**Problem to solve**: Starting from the first line, transcribe the whole listing exactly.
───── Recorded information ─────
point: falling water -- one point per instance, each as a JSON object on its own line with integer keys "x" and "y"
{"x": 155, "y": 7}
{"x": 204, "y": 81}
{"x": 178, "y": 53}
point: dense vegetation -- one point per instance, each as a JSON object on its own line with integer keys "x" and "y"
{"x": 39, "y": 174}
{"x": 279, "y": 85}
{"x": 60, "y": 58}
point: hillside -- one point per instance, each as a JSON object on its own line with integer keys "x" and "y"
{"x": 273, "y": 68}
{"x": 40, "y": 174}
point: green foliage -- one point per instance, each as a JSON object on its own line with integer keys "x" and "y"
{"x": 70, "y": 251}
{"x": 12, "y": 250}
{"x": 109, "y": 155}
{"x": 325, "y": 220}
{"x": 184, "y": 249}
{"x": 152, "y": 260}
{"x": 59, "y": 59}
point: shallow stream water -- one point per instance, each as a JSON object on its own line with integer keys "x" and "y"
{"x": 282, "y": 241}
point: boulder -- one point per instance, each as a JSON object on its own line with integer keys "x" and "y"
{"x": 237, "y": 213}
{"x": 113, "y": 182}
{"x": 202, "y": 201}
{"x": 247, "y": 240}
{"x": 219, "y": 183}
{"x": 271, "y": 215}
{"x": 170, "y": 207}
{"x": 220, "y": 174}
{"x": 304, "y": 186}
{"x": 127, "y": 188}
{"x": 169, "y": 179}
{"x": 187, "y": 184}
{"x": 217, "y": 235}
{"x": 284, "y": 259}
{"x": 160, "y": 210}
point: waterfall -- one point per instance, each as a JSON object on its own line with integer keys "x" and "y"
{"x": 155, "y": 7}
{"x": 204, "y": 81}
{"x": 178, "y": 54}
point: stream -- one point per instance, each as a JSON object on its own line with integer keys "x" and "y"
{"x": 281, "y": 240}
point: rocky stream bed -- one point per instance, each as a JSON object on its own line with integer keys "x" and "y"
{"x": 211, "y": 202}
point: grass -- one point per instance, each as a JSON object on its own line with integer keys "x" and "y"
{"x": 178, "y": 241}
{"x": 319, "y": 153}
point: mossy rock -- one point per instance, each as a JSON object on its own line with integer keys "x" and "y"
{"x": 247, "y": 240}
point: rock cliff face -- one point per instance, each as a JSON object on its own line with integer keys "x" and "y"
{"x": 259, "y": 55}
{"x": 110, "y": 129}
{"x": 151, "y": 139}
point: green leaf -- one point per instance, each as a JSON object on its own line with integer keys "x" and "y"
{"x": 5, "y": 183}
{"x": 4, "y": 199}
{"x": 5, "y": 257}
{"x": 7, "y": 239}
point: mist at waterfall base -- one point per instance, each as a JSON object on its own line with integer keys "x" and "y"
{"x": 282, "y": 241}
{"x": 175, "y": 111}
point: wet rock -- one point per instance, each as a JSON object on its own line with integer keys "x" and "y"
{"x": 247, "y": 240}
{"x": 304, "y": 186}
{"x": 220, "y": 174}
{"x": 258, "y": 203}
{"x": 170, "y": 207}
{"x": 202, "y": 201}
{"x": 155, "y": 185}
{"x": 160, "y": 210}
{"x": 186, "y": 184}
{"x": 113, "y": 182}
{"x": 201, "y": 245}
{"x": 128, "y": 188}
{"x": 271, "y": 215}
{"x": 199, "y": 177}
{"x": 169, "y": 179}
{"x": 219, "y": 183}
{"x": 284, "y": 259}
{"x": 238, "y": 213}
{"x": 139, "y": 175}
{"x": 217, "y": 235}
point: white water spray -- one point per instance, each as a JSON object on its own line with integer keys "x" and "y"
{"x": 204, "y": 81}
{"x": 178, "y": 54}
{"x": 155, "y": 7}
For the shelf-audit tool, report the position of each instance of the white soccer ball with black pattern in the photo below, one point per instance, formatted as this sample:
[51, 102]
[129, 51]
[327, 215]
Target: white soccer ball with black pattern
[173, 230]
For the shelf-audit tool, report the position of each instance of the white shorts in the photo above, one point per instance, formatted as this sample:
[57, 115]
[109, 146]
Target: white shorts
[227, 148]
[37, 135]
─────
**Finished exercise**:
point: falling water -- one point per instance, each as a JSON object on its own line with integer keys "x" and "y"
{"x": 155, "y": 7}
{"x": 204, "y": 81}
{"x": 178, "y": 53}
point: dense vegetation -- one point per instance, each as a JSON object on its own line with integer keys "x" and "y"
{"x": 39, "y": 174}
{"x": 279, "y": 85}
{"x": 60, "y": 58}
point: hillside -- one point per instance, each as a JSON object on its own line with integer keys "x" and "y"
{"x": 273, "y": 68}
{"x": 40, "y": 174}
point: green foliage -- one point per instance, each as a JSON object on its own line with integer keys "x" and "y"
{"x": 70, "y": 251}
{"x": 12, "y": 250}
{"x": 109, "y": 155}
{"x": 325, "y": 220}
{"x": 184, "y": 249}
{"x": 152, "y": 260}
{"x": 59, "y": 59}
point: shallow stream water -- one point per instance, each as a JSON object on its own line with integer keys "x" and "y"
{"x": 282, "y": 241}
point: boulder -- one point per instance, each as a JSON object on its own line with integer keys "x" and "y"
{"x": 237, "y": 213}
{"x": 113, "y": 182}
{"x": 202, "y": 201}
{"x": 247, "y": 240}
{"x": 219, "y": 183}
{"x": 271, "y": 215}
{"x": 170, "y": 207}
{"x": 220, "y": 174}
{"x": 304, "y": 186}
{"x": 127, "y": 188}
{"x": 169, "y": 179}
{"x": 187, "y": 184}
{"x": 217, "y": 235}
{"x": 284, "y": 259}
{"x": 160, "y": 210}
point: waterfall -- one point per instance, each as a JSON object on its own line with integer keys "x" and "y"
{"x": 155, "y": 7}
{"x": 204, "y": 81}
{"x": 178, "y": 54}
point: stream -- one point per instance, each as a JSON object on its own line with integer keys "x" and "y"
{"x": 281, "y": 240}
point: rocky stream bed -- one point per instance, each as a JSON object on its own line with integer keys "x" and "y"
{"x": 211, "y": 202}
point: grass -- one point per instance, each as a JSON object on its own line with integer keys "x" and "y"
{"x": 178, "y": 241}
{"x": 319, "y": 153}
point: mossy rock -- one point per instance, each as a JSON object on its own line with integer keys "x" and "y"
{"x": 247, "y": 240}
point: rock cliff face -- one point per instance, each as a JSON object on its own line with integer keys "x" and "y"
{"x": 259, "y": 55}
{"x": 110, "y": 129}
{"x": 151, "y": 139}
point: green leaf -- one point per instance, each as a JSON object on its own line with integer keys "x" and "y"
{"x": 5, "y": 183}
{"x": 4, "y": 199}
{"x": 5, "y": 257}
{"x": 7, "y": 239}
point: mist at waterfall base -- one point per instance, each as a JSON object on its own line with integer keys "x" and "y"
{"x": 282, "y": 241}
{"x": 175, "y": 111}
point: wet rock -- one point per instance, each as a JSON object on its own line with integer keys "x" and "y"
{"x": 247, "y": 240}
{"x": 304, "y": 186}
{"x": 220, "y": 174}
{"x": 258, "y": 203}
{"x": 170, "y": 207}
{"x": 202, "y": 201}
{"x": 155, "y": 185}
{"x": 160, "y": 210}
{"x": 186, "y": 184}
{"x": 113, "y": 182}
{"x": 201, "y": 245}
{"x": 128, "y": 188}
{"x": 271, "y": 215}
{"x": 199, "y": 177}
{"x": 169, "y": 179}
{"x": 219, "y": 183}
{"x": 284, "y": 259}
{"x": 238, "y": 213}
{"x": 139, "y": 175}
{"x": 217, "y": 235}
point: white water spray -- one point per instance, each as a JSON object on its own line with integer keys "x" and "y"
{"x": 204, "y": 81}
{"x": 178, "y": 54}
{"x": 155, "y": 7}
For the shelf-audit tool, report the position of each instance of the white soccer ball with black pattern in the photo below, one point per instance, formatted as this sample:
[51, 102]
[129, 51]
[327, 215]
Target: white soccer ball with black pattern
[173, 230]
For the shelf-audit tool, report the position of each instance of the white shorts in the photo above, one point per instance, formatted as this sample:
[57, 115]
[109, 146]
Target: white shorts
[227, 148]
[37, 135]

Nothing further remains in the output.